EXERCISES:
1) List every club named in the senior career section of the Zhivko Gospodinov profile below, giving each club only once.
2) Translate the line "Bulgarian footballer (1957–2015)" from the Zhivko Gospodinov profile below into Spanish.
3) Extend the Zhivko Gospodinov profile below by writing what comes next after its final line.

Personal information
- Full name: Zhivko Gospodinov Gospodinov
- Date of birth: 6 September 1957
- Place of birth: Vladimirovo, Bulgaria
- Date of death: 4 May 2015 (aged 57)
- Place of death: Varna, Bulgaria
- Position(s): Attacking midfielder

Senior career*
- Years: Team / Apps / (Gls)
- 1974–1977: Spartak Varna / 10 / (1)
- 1977–1978: Vatev Beloslav / 30 / (7)
- 1978–1987: Spartak Varna / 269 / (93)
- 1987: Spartak Pleven / 13 / (5)
- 1988: Spartak Varna / 20 / (5)
- 1989–1990: AD Fafe / 18 / (1)
- 1990–1991: Spartak Varna / 7 / (2)
- 1991: Cherno More Varna / 10 / (1)
- 1992: Beroe Stara Zagora / 3 / (0)
- Total:  / 380 / (115)

International career
- 1983–1987: Bulgaria / 39 / (6)

= Zhivko Gospodinov =

Bulgarian footballer (1957–2015)

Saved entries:

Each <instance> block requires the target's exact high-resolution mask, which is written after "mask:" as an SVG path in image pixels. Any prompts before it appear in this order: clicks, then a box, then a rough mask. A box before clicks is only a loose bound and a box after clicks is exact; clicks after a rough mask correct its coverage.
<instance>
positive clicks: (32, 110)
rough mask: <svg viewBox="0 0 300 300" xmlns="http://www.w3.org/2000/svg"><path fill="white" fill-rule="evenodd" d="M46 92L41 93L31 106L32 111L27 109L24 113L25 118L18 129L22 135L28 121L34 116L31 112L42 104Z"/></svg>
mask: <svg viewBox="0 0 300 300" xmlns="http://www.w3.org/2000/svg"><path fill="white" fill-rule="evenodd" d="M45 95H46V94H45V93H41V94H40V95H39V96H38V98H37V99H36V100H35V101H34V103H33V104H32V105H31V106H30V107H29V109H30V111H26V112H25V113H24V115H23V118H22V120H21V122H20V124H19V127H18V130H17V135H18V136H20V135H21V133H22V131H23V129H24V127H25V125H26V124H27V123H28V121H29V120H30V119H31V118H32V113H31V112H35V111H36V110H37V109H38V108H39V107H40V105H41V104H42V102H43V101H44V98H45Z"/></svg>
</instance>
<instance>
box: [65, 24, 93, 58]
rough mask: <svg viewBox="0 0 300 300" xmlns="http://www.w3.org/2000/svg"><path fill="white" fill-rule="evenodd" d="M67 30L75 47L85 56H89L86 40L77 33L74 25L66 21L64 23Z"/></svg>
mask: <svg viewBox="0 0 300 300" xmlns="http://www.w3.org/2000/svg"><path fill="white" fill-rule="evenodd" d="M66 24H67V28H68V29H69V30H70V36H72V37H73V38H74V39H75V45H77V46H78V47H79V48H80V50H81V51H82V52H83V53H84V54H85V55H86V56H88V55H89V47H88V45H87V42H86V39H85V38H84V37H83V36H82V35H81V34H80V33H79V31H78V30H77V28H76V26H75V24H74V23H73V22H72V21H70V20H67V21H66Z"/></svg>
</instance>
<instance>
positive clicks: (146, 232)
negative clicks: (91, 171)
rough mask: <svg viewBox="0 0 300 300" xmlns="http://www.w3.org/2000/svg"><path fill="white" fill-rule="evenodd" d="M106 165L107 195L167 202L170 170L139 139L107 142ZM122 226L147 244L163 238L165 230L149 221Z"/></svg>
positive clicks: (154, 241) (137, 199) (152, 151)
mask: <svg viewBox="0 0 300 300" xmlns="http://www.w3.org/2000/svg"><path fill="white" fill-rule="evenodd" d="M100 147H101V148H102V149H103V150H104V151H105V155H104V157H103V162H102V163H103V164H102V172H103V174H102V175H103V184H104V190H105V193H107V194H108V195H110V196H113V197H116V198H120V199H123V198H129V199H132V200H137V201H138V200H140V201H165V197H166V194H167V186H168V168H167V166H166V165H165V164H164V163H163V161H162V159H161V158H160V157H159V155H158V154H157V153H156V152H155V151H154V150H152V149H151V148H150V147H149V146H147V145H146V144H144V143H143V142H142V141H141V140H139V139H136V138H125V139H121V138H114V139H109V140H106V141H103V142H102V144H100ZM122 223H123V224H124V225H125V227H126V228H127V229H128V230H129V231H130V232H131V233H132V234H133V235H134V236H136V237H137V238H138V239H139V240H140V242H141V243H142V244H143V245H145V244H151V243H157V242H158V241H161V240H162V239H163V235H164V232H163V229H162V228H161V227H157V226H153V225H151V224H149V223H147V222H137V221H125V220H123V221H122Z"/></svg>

EXPECTED OUTPUTS:
1)
Spartak Varna
Vatev Beloslav
Spartak Pleven
AD Fafe
Cherno More Varna
Beroe Stara Zagora

2) Futbolista búlgaro (1957–2015)

3)
Zhivko Gospodinov Hristov (Живко Господинов Христов; 6 September 1957 – 4 May 2015) was a Bulgarian footballer. Gospodinov was an attacking midfielder and playmaker. In his 18-year-long playing career, he played for Spartak Varna, Vatev Beloslav, Spartak Pleven, AD Fafe, Cherno More Varna and Beroe Stara Zagora.

He played with Spartak Varna and earned 155 caps in the Bulgarian A Professional Football Group.
Gospodinov played for Bulgaria national football team (39 caps/6 goals) and was a participant at the 1986 FIFA World Cup.